REQUIREMENTS
Your task is to print the material below exactly as presented.
+++ DATASET RECORDS +++
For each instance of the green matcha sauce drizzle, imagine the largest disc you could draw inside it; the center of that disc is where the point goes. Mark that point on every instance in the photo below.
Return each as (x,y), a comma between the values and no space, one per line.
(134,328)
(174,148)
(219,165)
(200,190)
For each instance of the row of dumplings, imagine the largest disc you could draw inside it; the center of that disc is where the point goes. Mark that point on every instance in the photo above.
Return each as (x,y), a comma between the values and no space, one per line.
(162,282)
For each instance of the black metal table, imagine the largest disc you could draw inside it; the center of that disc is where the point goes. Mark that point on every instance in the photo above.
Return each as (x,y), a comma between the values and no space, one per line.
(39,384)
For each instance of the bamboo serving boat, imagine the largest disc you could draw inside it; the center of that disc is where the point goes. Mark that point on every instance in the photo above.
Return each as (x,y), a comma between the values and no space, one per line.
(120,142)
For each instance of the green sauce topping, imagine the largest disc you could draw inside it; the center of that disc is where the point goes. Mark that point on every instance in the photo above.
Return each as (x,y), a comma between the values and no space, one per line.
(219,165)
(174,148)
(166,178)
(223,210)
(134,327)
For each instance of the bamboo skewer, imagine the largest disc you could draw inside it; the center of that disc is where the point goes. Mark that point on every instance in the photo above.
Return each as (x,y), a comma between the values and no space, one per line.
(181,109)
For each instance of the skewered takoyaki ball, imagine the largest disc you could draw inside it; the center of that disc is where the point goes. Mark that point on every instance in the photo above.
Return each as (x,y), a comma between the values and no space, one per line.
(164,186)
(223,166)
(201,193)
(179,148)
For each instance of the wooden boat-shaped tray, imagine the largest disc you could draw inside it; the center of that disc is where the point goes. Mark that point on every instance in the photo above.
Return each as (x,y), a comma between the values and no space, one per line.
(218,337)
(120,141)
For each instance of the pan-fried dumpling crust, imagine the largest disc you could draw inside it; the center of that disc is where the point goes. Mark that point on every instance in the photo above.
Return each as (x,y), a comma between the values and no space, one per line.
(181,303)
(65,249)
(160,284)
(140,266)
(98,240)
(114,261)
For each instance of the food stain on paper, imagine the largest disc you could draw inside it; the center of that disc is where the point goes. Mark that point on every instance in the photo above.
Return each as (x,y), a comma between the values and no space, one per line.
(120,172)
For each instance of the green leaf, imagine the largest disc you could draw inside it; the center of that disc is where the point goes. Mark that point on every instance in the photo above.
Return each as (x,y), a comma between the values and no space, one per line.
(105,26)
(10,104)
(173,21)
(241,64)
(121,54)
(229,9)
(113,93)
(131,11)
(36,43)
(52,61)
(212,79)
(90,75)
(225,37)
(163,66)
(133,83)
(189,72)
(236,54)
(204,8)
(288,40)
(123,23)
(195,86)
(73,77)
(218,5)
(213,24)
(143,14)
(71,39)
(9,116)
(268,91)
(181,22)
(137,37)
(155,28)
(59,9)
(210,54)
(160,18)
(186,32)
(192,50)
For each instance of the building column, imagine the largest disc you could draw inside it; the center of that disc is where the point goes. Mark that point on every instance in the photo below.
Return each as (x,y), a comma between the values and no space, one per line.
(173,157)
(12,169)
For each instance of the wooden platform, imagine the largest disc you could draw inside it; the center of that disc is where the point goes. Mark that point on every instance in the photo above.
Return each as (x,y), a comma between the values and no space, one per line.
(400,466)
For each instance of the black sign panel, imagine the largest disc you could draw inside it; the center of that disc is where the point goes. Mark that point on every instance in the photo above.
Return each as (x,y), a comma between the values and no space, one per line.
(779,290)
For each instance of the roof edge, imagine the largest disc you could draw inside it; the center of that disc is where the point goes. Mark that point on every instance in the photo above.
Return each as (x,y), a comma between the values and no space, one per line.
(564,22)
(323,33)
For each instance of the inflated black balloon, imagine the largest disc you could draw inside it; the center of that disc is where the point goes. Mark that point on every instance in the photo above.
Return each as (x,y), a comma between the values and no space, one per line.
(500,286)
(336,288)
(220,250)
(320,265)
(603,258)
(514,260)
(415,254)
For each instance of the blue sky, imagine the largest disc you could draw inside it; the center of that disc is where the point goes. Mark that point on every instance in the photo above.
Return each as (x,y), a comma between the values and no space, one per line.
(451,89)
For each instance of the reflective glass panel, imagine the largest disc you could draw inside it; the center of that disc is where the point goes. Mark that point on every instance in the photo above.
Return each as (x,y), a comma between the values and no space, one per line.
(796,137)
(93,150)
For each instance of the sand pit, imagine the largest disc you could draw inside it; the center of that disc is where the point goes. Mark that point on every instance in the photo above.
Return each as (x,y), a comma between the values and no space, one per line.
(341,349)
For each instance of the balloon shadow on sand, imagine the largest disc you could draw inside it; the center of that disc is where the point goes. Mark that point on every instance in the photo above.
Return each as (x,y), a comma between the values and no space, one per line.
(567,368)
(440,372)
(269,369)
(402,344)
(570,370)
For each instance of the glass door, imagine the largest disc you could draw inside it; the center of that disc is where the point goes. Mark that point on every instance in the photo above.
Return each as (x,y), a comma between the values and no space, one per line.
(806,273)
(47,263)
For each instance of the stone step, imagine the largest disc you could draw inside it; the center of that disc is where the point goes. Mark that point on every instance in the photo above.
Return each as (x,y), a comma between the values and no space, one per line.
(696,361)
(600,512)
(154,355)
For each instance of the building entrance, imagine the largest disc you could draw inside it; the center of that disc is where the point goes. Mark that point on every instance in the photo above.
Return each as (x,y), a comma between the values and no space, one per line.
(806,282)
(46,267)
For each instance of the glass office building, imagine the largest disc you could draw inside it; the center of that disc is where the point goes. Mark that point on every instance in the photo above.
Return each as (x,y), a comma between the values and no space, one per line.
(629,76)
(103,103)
+++
EXERCISE ANSWER
For each instance of the green matcha sauce drizzle, imagine the largest disc you could draw inside it; the center of that disc is where the point goes. Mark that point on every instance in the photo below.
Return each as (x,y), a comma between the values and no space, one per line.
(134,328)
(174,148)
(219,165)
(200,190)
For each instance of the row of dumplings, imagine the largest disc you could draw inside it; the center of that disc is where the point goes. Mark that point on every instance in the photo above.
Return each as (x,y), a comma between the values and no space, one per line.
(162,282)
For each instance of the black metal table, imagine the largest disc you could draw inside it; the center of that disc is where the point goes. Mark that point on every instance in the photo above.
Return each as (x,y), a comma between the values and no space, one per line.
(39,384)
For each instance of the bamboo serving boat, imagine the largest disc you could draw inside it; the center of that disc is where the point goes. Mark that point on every instance in the photo above.
Return each as (x,y), a comma between the values and no space, one per line.
(120,142)
For each instance of the green sauce topping, imagine the largest disc you could draw inside it; the center of that disc is where the point goes. Mark that point on every instance in the photo above.
Return each as (x,y), a comma between the values and no space, one per line.
(219,165)
(174,148)
(166,178)
(223,210)
(134,327)
For each instance of the bamboo skewer, imagine the largest disc you could draw inside it; the center of that disc is where the point goes. Mark that point on every instance in the photo above.
Return each as (x,y), a comma between the values and no space, one per line.
(181,109)
For each instance of the skewered takoyaki ball, imagine the largest disc you could draw inside it; the center of that disc is where the point goes. Mark that point on every instance in the photo above.
Return each as (x,y), a comma between the values and no space, one per line.
(164,186)
(223,166)
(201,193)
(179,148)
For each instance of the wooden boat-shaped tray, imagine the largest disc you could draw inside it; the center of that disc is where the point goes. Mark that point on every instance in the photo above.
Return each as (x,y), a comma between the values and no space, one per line.
(218,337)
(120,141)
For each instance of the pan-fried dumpling crust, imagine the largest disc you could draw inside it; the center of that disc is where the point goes. Mark that point on every instance in the photo above.
Return each as (x,y), a comma between the values and no space, one per line.
(181,303)
(65,249)
(160,284)
(140,266)
(98,240)
(114,261)
For each instance of the food stain on paper, imagine the largest disc you could draw inside it; the center of that disc is where the point goes. Mark that point on every instance in the photo above.
Return each as (x,y), a comma between the values and no space, one per line.
(120,172)
For each instance of the green leaf, imagine the largest disc you could draw inside it; the center of that disc is where the point goes. Mark that point on every instance in the photo above.
Return each as (x,y), a comma between the values and no space, one per line.
(105,26)
(10,104)
(173,21)
(241,64)
(121,54)
(229,9)
(113,93)
(131,11)
(36,43)
(52,61)
(212,79)
(90,75)
(225,37)
(163,66)
(133,83)
(189,72)
(236,54)
(204,8)
(288,40)
(123,23)
(195,86)
(73,77)
(218,5)
(213,24)
(143,14)
(71,39)
(9,116)
(268,91)
(181,22)
(137,37)
(155,28)
(59,9)
(210,54)
(160,18)
(186,32)
(192,50)
For each instance of the building column, imagine the largest disc you could draw inside it; the center of that disc is where the point goes. Mark that point on every instance in the photo below.
Return each as (x,y), a comma between the values and no space, one per line.
(173,157)
(12,169)
For each instance of the wooden platform, imagine the largest disc you could draw inside it; the center of that disc is where the point goes. Mark that point on every instance in the photo above.
Return each as (x,y), a comma between the values and no space, one per line.
(400,466)
For each instance of the black sign panel, imagine the largest disc you could draw inside it; the center of that disc is where the point goes. Mark that point on every instance in the photo above.
Return each as (x,y), a comma between the values and no space, one per line.
(779,290)
For each instance of the roof edge, imagine the largest disc you could draw inside it; the center of that disc is where the point goes. Mark that point on every instance in the photo above.
Return each as (x,y), a comma between the values and no space, one per line.
(564,22)
(323,33)
For each instance of the inflated black balloon, imagine the largest disc you could draw inside it; the center of that disc is where the point goes. Mark that point on every instance in the photo above.
Return each as (x,y), a comma between the values and no space, one per line.
(500,286)
(336,288)
(220,250)
(320,265)
(603,258)
(514,260)
(415,254)
For each instance of the blue sky, imagine the largest disc you could draw inside it; the center of that disc is where the point goes. Mark that point on every instance in the photo above.
Return each as (x,y), a comma between the values and no space, one per line.
(451,89)
For each instance of the reflective glass panel, imagine the largest disc you could draw inside it; the center of that disc is where the point goes. Mark that point on every instance in the photo above.
Return each as (x,y), a comma between the values and no space, one per line.
(796,137)
(93,150)
For each instance of the sand pit, imagine the largest disc you could draw inside it; the center of that disc is where the point goes. Mark that point on every instance in the photo above.
Return each as (x,y), a comma between the values and no space, one per line.
(341,349)
For each instance of the balloon shadow on sand, imagine the largest disc you could draw inside it; the center of that disc is where the point goes. Mark that point on every instance in the photo above.
Return each as (x,y), a comma between the values and no space, one per line.
(567,368)
(440,372)
(269,369)
(402,344)
(570,370)
For each instance of the glass door, imagine the largest disc you could draw inside it; the center of that disc is where the point goes. Mark that point on every instance in the photo above.
Return each as (x,y), a comma between the values and no space, one per line.
(806,273)
(47,263)
For each instance of the stone step, imagine the largest disc you could draw inside it; the center of that disc is where the point goes. Mark that point on every instance in the photo above.
Return each as (x,y), a comma between the values and no space, one per line.
(696,361)
(600,512)
(154,355)
For each instance of the building entrance, imagine the largest disc you could draw inside it; the center of that disc is where the point goes. Mark that point on every instance in the photo above.
Return each as (x,y), a comma between the values and no space, one per line.
(806,282)
(46,267)
For each instance of the glass office building, imagine the largest disc you could draw inside it; the center of that disc is where the point goes. Mark that point on every instance in the photo above.
Return each as (x,y), a comma between the values and no space, one per line.
(629,76)
(103,103)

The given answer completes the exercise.